__WHAT THE TASK ASKS__
Reproduce the rows word for word, from the line containing "ground floor window -> outline each instance" through the line containing "[[[52,20],[54,20],[54,17],[52,17]]]", including both of those lines.

━━━ SUPPLIED MATERIAL ━━━

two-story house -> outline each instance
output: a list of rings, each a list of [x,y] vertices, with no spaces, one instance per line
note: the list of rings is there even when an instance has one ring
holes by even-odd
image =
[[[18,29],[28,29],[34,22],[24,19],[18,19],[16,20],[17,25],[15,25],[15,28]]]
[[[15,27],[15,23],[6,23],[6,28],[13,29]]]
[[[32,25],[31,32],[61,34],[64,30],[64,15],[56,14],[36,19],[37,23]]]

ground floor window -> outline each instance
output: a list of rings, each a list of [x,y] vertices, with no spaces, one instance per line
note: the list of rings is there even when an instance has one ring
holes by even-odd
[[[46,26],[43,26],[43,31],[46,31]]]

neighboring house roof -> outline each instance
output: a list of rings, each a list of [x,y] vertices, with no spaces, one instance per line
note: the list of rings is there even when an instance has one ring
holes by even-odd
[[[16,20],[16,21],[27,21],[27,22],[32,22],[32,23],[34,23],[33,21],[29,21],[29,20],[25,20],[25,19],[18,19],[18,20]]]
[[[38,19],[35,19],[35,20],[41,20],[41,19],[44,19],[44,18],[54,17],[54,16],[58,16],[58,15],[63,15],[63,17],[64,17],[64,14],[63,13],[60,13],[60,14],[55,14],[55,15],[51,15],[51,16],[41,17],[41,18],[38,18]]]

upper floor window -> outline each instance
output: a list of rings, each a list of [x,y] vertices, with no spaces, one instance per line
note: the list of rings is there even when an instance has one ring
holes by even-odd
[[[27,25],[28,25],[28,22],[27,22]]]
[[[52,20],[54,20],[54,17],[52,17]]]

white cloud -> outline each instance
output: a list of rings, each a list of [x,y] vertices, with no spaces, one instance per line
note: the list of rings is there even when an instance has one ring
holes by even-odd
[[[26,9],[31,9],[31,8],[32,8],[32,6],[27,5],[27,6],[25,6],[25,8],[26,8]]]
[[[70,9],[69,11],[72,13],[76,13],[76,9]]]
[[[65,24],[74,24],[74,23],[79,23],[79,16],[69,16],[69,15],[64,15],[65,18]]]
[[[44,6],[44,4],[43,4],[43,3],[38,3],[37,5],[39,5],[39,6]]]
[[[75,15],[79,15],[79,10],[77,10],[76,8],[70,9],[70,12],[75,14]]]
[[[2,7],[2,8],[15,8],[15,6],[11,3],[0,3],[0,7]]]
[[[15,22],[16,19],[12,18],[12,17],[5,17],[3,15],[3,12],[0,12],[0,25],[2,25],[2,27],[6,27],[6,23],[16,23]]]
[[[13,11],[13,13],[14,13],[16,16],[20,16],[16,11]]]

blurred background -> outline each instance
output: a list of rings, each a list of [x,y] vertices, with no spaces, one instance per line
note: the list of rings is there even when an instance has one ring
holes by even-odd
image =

━━━
━━━ SUPPLIED MATERIAL ━━━

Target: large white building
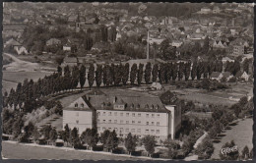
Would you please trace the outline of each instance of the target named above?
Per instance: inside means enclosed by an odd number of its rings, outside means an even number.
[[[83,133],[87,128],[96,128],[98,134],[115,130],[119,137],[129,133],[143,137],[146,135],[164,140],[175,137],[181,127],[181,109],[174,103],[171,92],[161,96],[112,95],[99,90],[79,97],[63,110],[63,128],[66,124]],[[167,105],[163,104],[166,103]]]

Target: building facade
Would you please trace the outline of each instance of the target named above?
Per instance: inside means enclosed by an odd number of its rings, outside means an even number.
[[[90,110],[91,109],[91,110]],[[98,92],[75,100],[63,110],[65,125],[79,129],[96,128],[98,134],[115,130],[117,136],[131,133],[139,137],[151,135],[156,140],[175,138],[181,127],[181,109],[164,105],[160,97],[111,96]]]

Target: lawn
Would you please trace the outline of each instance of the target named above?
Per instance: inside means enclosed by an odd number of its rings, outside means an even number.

━━━

__RESPONSE FOR THIS EXERCISE__
ground floor window -> outline each instance
output: a list of rings, each a list of [x,y] vertices, with no spaces, one instance per line
note: the list of rings is there even when an instance has one ring
holes by even-odd
[[[46,26],[43,26],[43,31],[46,31]]]

neighboring house roof -> outline each instance
output: a list of rings, each a list of [x,y] vertices, with no spaces, one instance per line
note: the list of rings is there even when an instance has one ring
holes by even-odd
[[[16,20],[16,21],[27,21],[27,22],[32,22],[32,23],[34,23],[33,21],[29,21],[29,20],[25,20],[25,19],[18,19],[18,20]]]
[[[38,19],[35,19],[35,20],[41,20],[41,19],[44,19],[44,18],[54,17],[54,16],[58,16],[58,15],[63,15],[63,17],[64,17],[64,14],[63,13],[60,13],[60,14],[55,14],[55,15],[51,15],[51,16],[41,17],[41,18],[38,18]]]

upper floor window -> outline each instance
output: a list of rings, each a list of [x,y] vertices, with no spaces, one instance per line
note: the list of rings is there even when an instance has one ring
holes by even-odd
[[[27,25],[28,25],[28,22],[27,22]]]
[[[52,20],[54,20],[54,17],[52,17]]]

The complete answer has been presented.